Collected data entries:
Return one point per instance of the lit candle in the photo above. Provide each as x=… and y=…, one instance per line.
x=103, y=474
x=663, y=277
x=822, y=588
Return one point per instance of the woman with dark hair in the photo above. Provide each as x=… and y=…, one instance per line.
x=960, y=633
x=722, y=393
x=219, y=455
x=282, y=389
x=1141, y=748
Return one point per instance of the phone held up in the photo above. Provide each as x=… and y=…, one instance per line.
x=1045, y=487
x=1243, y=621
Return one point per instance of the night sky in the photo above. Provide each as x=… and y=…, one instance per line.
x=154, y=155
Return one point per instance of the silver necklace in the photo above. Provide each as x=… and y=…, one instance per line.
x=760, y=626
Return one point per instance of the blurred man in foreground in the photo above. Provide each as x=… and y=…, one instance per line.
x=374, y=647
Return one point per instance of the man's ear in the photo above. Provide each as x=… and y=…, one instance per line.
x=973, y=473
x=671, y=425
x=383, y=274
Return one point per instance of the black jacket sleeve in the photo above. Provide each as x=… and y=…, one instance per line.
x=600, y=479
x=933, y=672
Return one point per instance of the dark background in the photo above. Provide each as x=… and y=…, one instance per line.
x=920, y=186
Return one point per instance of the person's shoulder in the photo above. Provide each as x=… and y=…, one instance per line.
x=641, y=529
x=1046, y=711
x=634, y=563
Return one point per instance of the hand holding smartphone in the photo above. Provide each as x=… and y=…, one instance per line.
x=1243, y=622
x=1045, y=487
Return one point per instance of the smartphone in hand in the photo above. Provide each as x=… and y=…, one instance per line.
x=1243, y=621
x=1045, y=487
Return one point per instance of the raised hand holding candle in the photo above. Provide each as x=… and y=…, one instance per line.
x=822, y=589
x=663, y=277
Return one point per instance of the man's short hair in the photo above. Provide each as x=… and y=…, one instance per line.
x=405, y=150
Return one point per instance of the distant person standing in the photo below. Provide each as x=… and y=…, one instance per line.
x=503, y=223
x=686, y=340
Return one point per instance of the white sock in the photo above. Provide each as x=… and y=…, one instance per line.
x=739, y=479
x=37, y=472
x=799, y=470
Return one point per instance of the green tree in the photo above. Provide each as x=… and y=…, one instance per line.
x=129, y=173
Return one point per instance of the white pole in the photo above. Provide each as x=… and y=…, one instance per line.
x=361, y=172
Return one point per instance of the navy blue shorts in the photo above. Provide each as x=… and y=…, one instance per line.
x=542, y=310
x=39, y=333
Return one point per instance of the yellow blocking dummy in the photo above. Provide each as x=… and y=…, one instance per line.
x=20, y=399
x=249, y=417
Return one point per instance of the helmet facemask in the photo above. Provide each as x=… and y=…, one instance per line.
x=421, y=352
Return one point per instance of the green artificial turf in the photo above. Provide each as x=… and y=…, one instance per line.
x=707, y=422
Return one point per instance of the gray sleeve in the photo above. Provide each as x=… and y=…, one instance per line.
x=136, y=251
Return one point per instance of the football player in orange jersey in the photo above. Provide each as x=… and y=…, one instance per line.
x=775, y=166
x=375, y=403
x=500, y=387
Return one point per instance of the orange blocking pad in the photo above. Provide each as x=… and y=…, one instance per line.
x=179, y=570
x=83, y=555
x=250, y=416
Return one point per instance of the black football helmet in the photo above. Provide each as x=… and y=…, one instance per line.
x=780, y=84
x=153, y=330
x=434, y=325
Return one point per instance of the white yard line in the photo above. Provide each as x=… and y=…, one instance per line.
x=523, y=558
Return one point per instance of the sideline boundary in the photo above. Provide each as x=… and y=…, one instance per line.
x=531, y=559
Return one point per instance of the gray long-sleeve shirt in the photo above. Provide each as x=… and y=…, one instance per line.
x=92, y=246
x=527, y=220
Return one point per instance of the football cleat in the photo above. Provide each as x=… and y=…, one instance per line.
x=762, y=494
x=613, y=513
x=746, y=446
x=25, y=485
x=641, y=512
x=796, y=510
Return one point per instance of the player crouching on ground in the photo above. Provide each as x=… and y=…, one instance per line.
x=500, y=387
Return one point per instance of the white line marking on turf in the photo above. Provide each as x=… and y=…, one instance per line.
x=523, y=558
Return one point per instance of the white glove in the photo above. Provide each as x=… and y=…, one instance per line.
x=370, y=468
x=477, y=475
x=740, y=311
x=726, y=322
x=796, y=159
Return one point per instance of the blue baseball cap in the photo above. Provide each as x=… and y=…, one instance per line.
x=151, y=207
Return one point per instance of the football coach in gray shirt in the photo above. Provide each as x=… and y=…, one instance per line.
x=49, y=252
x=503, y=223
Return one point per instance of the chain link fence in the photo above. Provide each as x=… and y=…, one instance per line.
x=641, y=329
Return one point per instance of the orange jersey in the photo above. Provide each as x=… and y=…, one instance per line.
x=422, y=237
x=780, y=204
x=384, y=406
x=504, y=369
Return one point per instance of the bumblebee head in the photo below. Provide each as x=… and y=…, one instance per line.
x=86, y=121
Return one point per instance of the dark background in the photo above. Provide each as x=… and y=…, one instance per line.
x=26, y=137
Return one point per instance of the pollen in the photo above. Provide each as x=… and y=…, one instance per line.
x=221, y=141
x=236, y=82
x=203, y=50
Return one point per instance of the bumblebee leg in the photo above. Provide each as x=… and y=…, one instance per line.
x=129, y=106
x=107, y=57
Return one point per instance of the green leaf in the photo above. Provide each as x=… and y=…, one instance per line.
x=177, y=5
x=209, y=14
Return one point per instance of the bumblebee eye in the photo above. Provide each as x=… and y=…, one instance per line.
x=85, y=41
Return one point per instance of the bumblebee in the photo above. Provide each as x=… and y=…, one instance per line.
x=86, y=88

#### [Problem to work on]
Convert every request in the listing into a two-column CSV with the headers "request" and "points", one row per request. Place the request text and its answer each in a single double-quoted field, with line breaks replaced by spaces.

#### [Output for this exercise]
request,points
"Return one point per instance of the lit candle in the photo above. Provide each as x=… and y=…, one instance per line.","x=103, y=474 x=663, y=277 x=822, y=588"
"Return one point per instance of the woman with dark hair in the photo above. Provide each as x=… and y=…, one instance per line.","x=960, y=633 x=722, y=393 x=219, y=455 x=282, y=389 x=1141, y=748"
"Return one point per instance of the phone held up in the photo above. Provide each as x=… and y=…, one instance per line.","x=1045, y=487 x=1243, y=621"
"Return one point per instance of the night sky in the photo above. Provide each as x=… and y=…, one instance per line.","x=154, y=155"
"Return one point per instance of the silver necklace in the photo above. Provide each as x=… and y=…, one instance per line.","x=760, y=626"
"Return one point per instance of the blurred man in foreground in the photo above. Provide each as x=… and y=…, one instance per line.","x=374, y=647"
"Return one point per instance of the man's ear in the photo above. Provide each as x=… and y=…, one instance per line.","x=973, y=473 x=671, y=425 x=383, y=274"
"Return one point per instance of the black jacket sleeve in the photo above. Provide each as x=… and y=…, one instance per line.","x=600, y=479 x=933, y=672"
"Return one point per instance of the dark background in the photo above. Provide each as x=… and y=…, one instance per line.","x=920, y=186"
"Return one point per instance of the person's shoulder in the photo above. Provide each as x=… and y=…, one instance per line.","x=641, y=529 x=1046, y=711 x=634, y=563"
"Return one point per instance of the hand holding smartphone in the photo above. Provide each as x=… and y=…, one instance per line.","x=1243, y=622 x=1045, y=487"
"Return one point per instance of the smartphone in hand in the photo above. Provide each as x=… and y=…, one instance per line.","x=1243, y=621 x=1045, y=487"
"Return one point per instance of the raised hand holding candle in the photo above. Provide each as x=… and y=…, one instance per line.","x=822, y=589 x=663, y=277"
"Return one point per instance of the man's short hair in the photo above. Provide each as x=… and y=…, one instance per line.","x=405, y=150"
"Return one point per instance of the distant person standing in the photo below. Provide each as x=… and y=…, one instance per line.","x=503, y=223 x=686, y=340"
"Return one point per instance of the white sock in the photo above. Provide each as x=… and y=…, one instance per line.","x=739, y=479 x=37, y=472 x=799, y=470"
"Return one point per instance of the green tree in the photo above. Provide each as x=… and y=…, one instance per line.","x=129, y=173"
"Return one point per instance of the white pole in the photo above. Provide each as x=… and y=…, one instance per line.","x=361, y=172"
"Return one point per instance of the navy blue shorts in the photo above. Provide each as x=… and y=…, one instance per line.","x=542, y=310 x=39, y=333"
"Return one point per instance of the yellow blocking dummy in the photo above. Provide each as x=… and y=…, one instance per line.","x=20, y=399 x=249, y=417"
"Return one point per instance of the helmet facemask in the photo above. Provide each as x=… and y=…, one instance per line.","x=421, y=352"
"Return one point per instance of the green artificial turf in the photo above. Provide each as x=… and y=…, one instance per line.","x=707, y=422"
"Return one point per instance of the gray sleeve in the photo above. Provide each as x=… and y=…, one instance per line.","x=136, y=251"
"Return one point per instance of the football player in orange jersey in the photo above. Provide each as x=… and y=…, one instance per line.","x=775, y=166 x=375, y=403 x=500, y=387"
"Return one point per instance of the orange blocking pad in the photo above. Provide each as x=… and y=…, one instance per line.","x=179, y=570 x=83, y=555 x=250, y=416"
"Return one point per instance of the black football helmet in the photo above. Provide each as x=… and y=…, one instance per line.","x=780, y=84 x=153, y=330 x=434, y=325"
"Return one point per instance of the white yard line in the photo above. Provide each as x=… and y=…, one instance per line.","x=523, y=558"
"Return one point per instance of the sideline boundary in the photo above. Provide each as x=… and y=…, one instance per line.","x=531, y=559"
"Return one point per instance of the gray long-sleeve shirt in the photo above. Provide each as x=… and y=…, one instance per line.","x=92, y=246 x=527, y=220"
"Return one point per instance of the football cleat in the photo above. Provide each as x=… and y=…, one instance per line.","x=762, y=494 x=613, y=513 x=746, y=446 x=25, y=485 x=641, y=512 x=796, y=510"
"Return one point per instance of the player crouching on ground in the photo above. Provide each as x=… and y=…, one instance per line.","x=500, y=387"
"Return one point per instance of the white line marking on turf in the photo above. Provide each as x=… and y=…, one instance per line.","x=523, y=558"
"Return one point per instance of the white glove in the photo above. Provide each as x=… and y=…, one instance per line.","x=370, y=468 x=477, y=475 x=740, y=311 x=726, y=322 x=796, y=159"
"Return one point per instance of the blue baseball cap in the photo above. Provide each as x=… and y=…, one instance per line.","x=151, y=207"
"Return one point per instance of the football coach in gray shirt in the photo above. Provide each as x=… and y=…, one instance per line.","x=49, y=252 x=503, y=223"
"Return one point per instance of the chain link fence in the photo above. Provide each as x=… and y=…, one instance per line.","x=641, y=329"
"Return one point per instance of the orange jersey in the photo above. Provide each as x=… and y=…, one instance per line.","x=422, y=237 x=780, y=204 x=384, y=406 x=504, y=369"
"Return one point per instance of the bumblebee head in the photo below. Provide each as x=… and y=…, one instance per line.","x=86, y=121"
"Return one point per instance of the dark background in the photo above. Provide each as x=… and y=…, one instance per line.","x=26, y=137"
"Return one point per instance of the pollen in the photo above. Provide each as x=… and y=…, one instance per line.","x=221, y=141 x=236, y=82 x=203, y=50"
"Return one point per instance of the bumblebee leg in the photo above. Provide each as x=… and y=…, one instance per line.","x=129, y=106 x=107, y=57"
"Return one point per instance of the green leaf in the photo above. Provide each as x=… and y=…, one instance per line.","x=177, y=5 x=209, y=14"
"Return one point per instance of the bumblebee eye in the photo above. Provide each as x=… and y=…, one instance per line.","x=85, y=41"
"Return one point per instance of the bumblebee in the photo above. Provide each as x=… and y=…, one instance per line.","x=86, y=88"